Good Eye Projects x Next at Christie's - Exhibition Text
Originally published to accompany the Good Eye Projects x Next at Christie's group exhibition at Christie’s (London, 12th - 20th January)
January 2023


Founded in 2022 by artist Anna Woodward (Artist), Scott Franklin (Founder, Property Guardian Protection) and Sam Senchal (Collector & Patron), Good Eye Projects is a new artist residency programme supporting emerging and early-career artists. Good Eye Projects provides six artists with free studio space in Hammersmith, West London, for a period of twelve weeks, allowing them the freedom to advance their practice as part of a supportive peer group. Alongside, Good Eye Projects arranges regular studio visits and tutorials with industry professionals, as well as off-site activities hosted by members of the artist selection panel; curator and writer Hector Campbell, gallerist Freddie Powell and Christie’s specialist Marie-Claire Thijsen. These added benefits allow the artists access to advice and mentorship from those at the centre of the London art scene's vibrant creative ecosystem.

After the first free-to-apply open call received around one hundred applications, Good Eye Projects welcomed its first cohort of residents to the studios in September 2022; Kate Burling, Eva Dixon, Vilte Fuller, Henry Gibbs, Choon Mi Kim & Abi Ola.

Kate Burling, a recent graduate from Camberwell College of Arts’ BA Fine Art Painting programme, has rooted her latest work in an ongoing investigation of our human hands, both literally and figuratively. Not only do they act as the artist’s primary subject matter, Burling has also adopted a sophisticated take on childlike finger painting during the physical making process. Additionally, always thinking in the third dimension, she introduces various vibrant ribbons of anxious energy that invariably interact with the depicted digits. Raised from the surface almost as relief, they serve to both abstract and entertain the already blurred bodies.

Eva Dixon, currently enrolled on the BA Fine Art programme at Central Saint Martins, combines a constant scrutiny of surface with an impulsive approach to art-making. Existing at the intersection of painting and sculpture, Dixon embraces abstraction as a freedom from figurative, allowing her to experiment entirely with form and achieving colour combinations only through the dying or staining of favoured fabrics. Keen to not be constrained to the customary confines of a canvas, she opts instead to stretch transparent textiles such as sheer polyester over reclaimed or reconstructed stretcher bars, exposing the inherent sculptural structure of the artwork itself.

EXERCISE INSTRUCTIONS
According to the exhibition text, how long does the Good Eye Projects residency give its six artists free studio space in Hammersmith?

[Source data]

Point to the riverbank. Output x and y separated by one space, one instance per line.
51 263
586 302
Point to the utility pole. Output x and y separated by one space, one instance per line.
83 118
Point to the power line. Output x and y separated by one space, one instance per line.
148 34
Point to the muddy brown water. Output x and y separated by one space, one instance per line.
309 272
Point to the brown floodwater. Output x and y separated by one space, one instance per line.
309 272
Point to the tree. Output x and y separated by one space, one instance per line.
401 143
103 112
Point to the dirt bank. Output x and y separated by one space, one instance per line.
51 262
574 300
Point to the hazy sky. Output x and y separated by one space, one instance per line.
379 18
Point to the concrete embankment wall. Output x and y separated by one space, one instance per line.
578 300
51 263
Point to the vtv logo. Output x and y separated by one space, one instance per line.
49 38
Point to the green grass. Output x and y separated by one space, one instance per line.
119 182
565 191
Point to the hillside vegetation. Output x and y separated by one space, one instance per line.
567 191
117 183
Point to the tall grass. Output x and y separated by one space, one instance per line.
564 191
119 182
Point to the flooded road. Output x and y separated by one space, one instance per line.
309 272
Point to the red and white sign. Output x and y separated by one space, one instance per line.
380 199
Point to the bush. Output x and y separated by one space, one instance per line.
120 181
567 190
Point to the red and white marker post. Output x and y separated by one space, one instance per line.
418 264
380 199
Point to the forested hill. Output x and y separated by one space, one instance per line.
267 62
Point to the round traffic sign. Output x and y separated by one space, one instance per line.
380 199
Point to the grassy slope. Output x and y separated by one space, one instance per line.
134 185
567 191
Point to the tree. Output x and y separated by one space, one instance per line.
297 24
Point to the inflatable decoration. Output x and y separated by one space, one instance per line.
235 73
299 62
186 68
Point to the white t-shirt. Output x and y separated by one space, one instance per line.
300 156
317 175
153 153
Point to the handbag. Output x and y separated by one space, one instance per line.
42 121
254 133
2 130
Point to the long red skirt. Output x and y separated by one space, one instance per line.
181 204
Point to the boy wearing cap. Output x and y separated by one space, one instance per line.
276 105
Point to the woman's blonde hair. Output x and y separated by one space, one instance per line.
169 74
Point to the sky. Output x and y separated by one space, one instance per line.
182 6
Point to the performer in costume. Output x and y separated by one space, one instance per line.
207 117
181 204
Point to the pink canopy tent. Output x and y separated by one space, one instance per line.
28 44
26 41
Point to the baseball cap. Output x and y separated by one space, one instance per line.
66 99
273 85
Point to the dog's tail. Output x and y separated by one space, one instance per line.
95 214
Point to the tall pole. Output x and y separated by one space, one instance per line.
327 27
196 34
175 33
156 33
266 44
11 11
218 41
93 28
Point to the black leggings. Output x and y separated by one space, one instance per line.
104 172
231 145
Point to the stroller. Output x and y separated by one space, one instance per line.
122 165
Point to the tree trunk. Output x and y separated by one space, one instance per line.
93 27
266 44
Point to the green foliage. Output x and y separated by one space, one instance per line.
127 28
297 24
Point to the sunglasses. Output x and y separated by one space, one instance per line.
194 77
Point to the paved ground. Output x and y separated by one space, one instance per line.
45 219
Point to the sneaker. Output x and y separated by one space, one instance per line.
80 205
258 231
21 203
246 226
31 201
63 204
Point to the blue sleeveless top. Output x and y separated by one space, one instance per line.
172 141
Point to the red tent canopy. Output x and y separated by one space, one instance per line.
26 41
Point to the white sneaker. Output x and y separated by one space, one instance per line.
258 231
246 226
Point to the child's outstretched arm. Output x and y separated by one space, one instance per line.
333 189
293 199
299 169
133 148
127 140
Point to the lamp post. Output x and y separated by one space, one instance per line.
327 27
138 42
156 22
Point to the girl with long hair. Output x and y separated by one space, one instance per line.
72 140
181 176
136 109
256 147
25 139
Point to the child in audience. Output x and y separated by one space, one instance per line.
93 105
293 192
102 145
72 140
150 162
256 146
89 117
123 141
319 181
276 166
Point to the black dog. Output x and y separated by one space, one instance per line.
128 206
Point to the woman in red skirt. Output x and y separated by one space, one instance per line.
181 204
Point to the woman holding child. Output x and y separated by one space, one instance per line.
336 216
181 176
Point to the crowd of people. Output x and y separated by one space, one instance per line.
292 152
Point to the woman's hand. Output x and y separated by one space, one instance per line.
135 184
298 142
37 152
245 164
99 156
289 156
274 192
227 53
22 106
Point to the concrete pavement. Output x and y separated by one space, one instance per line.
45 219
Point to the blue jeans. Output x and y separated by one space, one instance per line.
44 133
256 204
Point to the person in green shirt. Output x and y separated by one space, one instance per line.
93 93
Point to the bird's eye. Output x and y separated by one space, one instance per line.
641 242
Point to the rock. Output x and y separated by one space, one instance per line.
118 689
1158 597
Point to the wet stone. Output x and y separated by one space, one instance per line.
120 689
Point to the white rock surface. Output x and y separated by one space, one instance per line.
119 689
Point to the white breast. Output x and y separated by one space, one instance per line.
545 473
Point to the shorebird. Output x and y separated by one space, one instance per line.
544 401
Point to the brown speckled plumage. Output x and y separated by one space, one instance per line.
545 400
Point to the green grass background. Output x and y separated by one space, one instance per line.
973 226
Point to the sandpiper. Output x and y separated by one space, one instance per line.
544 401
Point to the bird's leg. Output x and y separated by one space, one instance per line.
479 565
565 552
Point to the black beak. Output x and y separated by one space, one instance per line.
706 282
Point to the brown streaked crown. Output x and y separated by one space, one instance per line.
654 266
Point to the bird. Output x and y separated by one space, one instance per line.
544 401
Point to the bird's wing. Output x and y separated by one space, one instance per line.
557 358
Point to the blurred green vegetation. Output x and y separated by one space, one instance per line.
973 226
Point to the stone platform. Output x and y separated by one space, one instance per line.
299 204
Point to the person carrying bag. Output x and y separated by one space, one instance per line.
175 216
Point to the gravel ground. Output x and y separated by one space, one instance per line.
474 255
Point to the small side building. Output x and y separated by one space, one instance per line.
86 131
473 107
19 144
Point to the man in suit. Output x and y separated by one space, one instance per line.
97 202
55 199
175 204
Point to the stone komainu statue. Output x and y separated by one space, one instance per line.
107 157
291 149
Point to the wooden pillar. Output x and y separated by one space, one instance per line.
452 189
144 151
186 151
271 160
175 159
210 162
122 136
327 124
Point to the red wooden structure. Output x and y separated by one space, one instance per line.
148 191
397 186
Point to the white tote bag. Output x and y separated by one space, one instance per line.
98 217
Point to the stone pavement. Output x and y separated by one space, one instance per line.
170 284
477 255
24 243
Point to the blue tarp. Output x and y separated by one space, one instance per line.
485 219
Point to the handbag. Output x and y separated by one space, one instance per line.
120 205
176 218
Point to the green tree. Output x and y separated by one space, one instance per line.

RESPONSE TO THIS TASK
Twelve weeks.